** Problem details **
Can you reproduce verbatim the lines of the items below, starting at the line containing "Question: For every instance of the leveque" and ending with the line containing "[(47, 55), (31, 56)]", with both of those lines included?

** Input for this task **
..............................

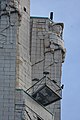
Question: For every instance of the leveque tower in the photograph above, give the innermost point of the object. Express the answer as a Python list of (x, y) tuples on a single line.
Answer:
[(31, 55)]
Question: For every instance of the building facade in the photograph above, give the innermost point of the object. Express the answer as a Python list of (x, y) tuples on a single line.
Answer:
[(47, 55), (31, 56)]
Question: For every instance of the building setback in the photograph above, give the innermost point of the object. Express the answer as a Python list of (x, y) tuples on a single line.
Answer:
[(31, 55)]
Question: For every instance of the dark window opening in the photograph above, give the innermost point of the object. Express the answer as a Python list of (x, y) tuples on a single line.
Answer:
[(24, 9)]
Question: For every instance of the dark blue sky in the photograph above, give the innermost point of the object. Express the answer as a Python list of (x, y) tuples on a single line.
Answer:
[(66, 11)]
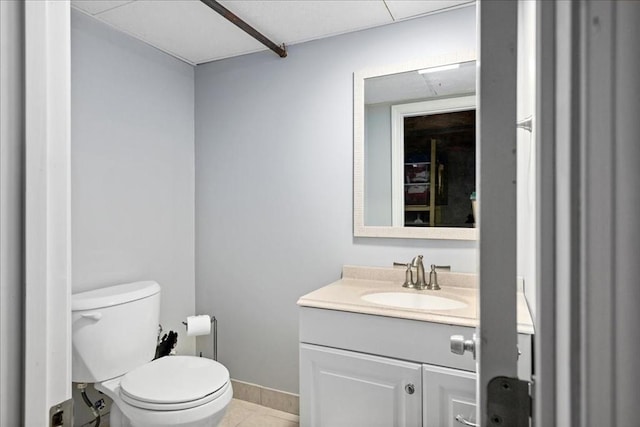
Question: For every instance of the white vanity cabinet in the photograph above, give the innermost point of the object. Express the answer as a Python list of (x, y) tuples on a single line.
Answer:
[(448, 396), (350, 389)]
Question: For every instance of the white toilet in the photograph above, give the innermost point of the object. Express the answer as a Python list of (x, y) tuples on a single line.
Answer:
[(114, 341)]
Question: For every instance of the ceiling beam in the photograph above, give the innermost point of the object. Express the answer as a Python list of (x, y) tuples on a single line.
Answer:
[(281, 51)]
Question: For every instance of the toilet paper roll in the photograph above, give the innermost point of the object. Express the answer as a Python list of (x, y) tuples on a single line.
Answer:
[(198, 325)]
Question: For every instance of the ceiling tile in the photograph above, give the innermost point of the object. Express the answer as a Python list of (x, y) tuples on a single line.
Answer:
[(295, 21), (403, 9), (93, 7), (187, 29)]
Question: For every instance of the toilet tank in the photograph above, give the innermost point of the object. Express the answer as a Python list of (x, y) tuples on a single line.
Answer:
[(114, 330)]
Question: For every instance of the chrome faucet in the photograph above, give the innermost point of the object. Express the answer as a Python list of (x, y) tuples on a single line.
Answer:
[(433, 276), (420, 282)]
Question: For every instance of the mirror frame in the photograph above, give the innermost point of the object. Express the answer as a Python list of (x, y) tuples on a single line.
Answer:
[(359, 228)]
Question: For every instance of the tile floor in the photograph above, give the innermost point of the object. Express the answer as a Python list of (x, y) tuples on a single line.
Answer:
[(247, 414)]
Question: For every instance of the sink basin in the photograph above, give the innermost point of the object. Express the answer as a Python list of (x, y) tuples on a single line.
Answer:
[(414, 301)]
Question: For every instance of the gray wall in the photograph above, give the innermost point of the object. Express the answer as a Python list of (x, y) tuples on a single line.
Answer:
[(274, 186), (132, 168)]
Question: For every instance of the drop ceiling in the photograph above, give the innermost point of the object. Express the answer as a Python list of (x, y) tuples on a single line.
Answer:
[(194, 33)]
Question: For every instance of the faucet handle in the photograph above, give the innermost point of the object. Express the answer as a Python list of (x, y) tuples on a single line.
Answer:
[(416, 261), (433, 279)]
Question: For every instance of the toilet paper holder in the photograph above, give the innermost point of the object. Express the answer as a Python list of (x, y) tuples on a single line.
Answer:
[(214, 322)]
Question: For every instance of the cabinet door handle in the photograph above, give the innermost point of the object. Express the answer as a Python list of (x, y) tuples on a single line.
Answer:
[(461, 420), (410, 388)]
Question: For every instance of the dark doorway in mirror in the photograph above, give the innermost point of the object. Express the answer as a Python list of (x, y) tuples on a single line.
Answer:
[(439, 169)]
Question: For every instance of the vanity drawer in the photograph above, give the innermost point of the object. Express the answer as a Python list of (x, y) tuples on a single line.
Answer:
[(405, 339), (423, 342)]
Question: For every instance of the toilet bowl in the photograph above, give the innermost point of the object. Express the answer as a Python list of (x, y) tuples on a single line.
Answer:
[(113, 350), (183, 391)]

..............................

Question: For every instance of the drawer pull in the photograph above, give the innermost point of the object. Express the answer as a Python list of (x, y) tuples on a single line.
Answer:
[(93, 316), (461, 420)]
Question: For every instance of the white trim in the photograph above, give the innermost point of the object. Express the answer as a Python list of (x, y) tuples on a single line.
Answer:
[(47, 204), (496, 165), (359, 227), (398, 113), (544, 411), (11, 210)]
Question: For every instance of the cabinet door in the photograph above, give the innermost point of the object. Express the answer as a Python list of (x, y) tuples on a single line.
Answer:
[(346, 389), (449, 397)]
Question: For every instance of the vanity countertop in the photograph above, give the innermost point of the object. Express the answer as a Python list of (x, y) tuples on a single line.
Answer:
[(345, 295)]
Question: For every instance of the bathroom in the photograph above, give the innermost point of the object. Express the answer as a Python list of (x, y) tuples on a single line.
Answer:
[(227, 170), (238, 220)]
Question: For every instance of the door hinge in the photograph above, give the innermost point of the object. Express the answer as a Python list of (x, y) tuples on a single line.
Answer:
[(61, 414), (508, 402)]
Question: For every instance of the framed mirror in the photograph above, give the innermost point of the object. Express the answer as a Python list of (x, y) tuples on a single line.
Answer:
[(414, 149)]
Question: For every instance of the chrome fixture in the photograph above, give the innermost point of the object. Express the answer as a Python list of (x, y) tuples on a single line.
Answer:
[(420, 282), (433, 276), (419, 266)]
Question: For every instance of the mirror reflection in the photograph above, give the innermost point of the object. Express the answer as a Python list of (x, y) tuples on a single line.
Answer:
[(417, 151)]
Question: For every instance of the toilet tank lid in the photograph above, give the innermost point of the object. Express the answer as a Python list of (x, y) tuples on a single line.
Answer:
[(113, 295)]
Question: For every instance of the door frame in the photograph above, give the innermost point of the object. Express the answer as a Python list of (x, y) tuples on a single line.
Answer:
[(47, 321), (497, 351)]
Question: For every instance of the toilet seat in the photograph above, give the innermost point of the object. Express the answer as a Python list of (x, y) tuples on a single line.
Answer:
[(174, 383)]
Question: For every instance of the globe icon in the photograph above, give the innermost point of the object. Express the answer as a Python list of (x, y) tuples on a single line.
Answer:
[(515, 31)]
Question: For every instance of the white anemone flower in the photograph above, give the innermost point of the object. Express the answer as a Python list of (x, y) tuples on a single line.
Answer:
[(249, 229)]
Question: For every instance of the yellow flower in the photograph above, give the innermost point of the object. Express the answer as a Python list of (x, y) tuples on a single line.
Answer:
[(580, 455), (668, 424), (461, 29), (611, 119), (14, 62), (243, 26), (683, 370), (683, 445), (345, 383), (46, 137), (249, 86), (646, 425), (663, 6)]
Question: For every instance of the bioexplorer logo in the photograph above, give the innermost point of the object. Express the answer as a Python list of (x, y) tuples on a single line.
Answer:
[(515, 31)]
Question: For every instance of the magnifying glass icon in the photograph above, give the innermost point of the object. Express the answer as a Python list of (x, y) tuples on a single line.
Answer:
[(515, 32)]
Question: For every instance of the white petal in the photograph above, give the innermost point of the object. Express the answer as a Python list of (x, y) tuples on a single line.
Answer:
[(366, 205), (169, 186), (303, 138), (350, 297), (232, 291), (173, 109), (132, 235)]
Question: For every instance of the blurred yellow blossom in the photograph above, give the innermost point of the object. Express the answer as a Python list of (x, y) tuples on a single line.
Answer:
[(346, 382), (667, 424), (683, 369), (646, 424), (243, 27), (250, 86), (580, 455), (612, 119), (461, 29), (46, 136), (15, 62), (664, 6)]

..............................

** Output **
Question: For every instance of the leveque tower in the photograph above, give the innermost point of the object. Express the answer as a Python list of (x, y) tuples on a single line.
Answer:
[(31, 55)]
Question: For every instance of the building facade in the photograph above, give the innermost point of the object. Express the answer as a Python list of (x, y) tuples on a single line.
Answer:
[(47, 55), (31, 56)]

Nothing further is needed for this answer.